(Stored data entries)
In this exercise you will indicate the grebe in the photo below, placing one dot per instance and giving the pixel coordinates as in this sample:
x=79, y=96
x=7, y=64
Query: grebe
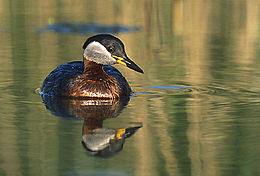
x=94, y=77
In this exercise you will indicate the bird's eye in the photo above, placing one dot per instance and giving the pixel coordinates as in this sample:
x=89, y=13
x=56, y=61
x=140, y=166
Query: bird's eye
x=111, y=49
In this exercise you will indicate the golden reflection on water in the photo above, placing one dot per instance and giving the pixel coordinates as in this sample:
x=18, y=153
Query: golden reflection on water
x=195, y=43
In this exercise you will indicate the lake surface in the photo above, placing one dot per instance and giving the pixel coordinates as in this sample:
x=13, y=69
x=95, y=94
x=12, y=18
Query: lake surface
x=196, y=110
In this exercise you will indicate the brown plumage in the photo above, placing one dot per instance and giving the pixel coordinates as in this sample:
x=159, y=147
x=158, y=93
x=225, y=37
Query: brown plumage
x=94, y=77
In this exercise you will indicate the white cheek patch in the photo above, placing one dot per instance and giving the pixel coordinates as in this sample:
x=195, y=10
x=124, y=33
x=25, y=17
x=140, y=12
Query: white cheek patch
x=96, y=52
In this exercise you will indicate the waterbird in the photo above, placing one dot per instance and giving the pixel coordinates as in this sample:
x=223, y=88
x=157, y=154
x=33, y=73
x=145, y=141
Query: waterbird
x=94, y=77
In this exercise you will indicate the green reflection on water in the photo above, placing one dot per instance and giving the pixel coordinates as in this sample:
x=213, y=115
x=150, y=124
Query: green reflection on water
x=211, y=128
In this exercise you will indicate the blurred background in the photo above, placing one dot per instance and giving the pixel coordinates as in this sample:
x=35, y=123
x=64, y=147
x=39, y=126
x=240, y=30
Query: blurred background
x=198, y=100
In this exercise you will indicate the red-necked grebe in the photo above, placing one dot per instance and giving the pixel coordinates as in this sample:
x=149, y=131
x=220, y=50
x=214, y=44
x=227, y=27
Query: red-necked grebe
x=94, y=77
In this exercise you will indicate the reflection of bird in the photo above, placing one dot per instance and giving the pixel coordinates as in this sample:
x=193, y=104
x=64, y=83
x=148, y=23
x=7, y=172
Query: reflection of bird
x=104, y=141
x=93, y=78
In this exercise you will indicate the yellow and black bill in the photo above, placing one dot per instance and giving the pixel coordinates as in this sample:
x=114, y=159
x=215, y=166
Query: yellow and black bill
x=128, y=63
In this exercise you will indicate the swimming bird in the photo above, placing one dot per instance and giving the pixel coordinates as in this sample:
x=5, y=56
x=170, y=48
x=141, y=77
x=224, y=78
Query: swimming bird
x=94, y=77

### Problem to solve
The pictures stay out of the copy. Set down the entries above precisely.

### Task output
In this exercise you will indicate the grebe in the photo below, placing one dot per instance and giving the pixel coordinates as in this sample:
x=79, y=96
x=7, y=64
Query: grebe
x=94, y=77
In this exercise you will indicate the bird's eye in the photo above, placing one dot per instance and giving the pixel coordinates as in this sample:
x=89, y=13
x=56, y=61
x=140, y=166
Query: bird's eye
x=111, y=49
In this exercise you will indicate the golden reflection on water in the photo above, placing one dot per instance and giving the pixel coordinates as in this sample:
x=18, y=153
Query: golden reflection on water
x=195, y=43
In this exercise you will indicate the lake surface in the photo above, placing one dot per instance and giving the pixel coordinates as in this sample:
x=13, y=69
x=95, y=94
x=12, y=18
Query: lake surface
x=196, y=110
In this exercise you will indicate the brown plumage in the photo above, placing one dot per instance and giving the pixel coordinates as in this sample:
x=159, y=147
x=158, y=93
x=225, y=37
Query: brown plumage
x=94, y=77
In this exercise you will indicate the white cheek patch in the photo above, placing one dot per instance and giving the pixel coordinates as in this sample:
x=195, y=10
x=124, y=33
x=25, y=17
x=140, y=12
Query: white cheek patch
x=96, y=52
In this exercise you will indicate the waterbird in the photo above, placing one dot per instance and giving the pixel coordinates as in this sample:
x=223, y=88
x=157, y=154
x=33, y=73
x=145, y=141
Query: waterbird
x=94, y=77
In this exercise you will indicate the green reflection on water in the photo above, placing one dot per instance and giving the pixel coordinates as in this sample:
x=213, y=115
x=150, y=124
Query: green reflection on water
x=211, y=128
In this exercise you will indicate the blurred background in the photo above, placing one dot per instance and giving the pixel coordinates as in this sample:
x=35, y=123
x=64, y=147
x=39, y=126
x=240, y=30
Query: blurred background
x=198, y=100
In this exercise you will indicate the red-necked grebe in the photo above, placing one dot per instance and giving the pixel coordinates as in this sample:
x=149, y=131
x=220, y=50
x=214, y=44
x=227, y=27
Query: red-necked grebe
x=94, y=77
In this exercise you will indicate the reflection of bird in the photo above, placing one dot per instance and giving the pixel coordinates as in this sample:
x=193, y=104
x=64, y=83
x=148, y=23
x=7, y=172
Query: reflection of bird
x=104, y=141
x=93, y=78
In this exercise you will indicate the yellow and black bill in the photo above, placing one dot per instance and giving the pixel coordinates as in this sample:
x=114, y=159
x=215, y=166
Query: yellow and black bill
x=128, y=63
In this exercise you will indicate the swimming bird in the photo above, placing one dot per instance and giving the pixel coordinates as in this sample:
x=5, y=56
x=170, y=48
x=141, y=77
x=224, y=78
Query: swimming bird
x=94, y=77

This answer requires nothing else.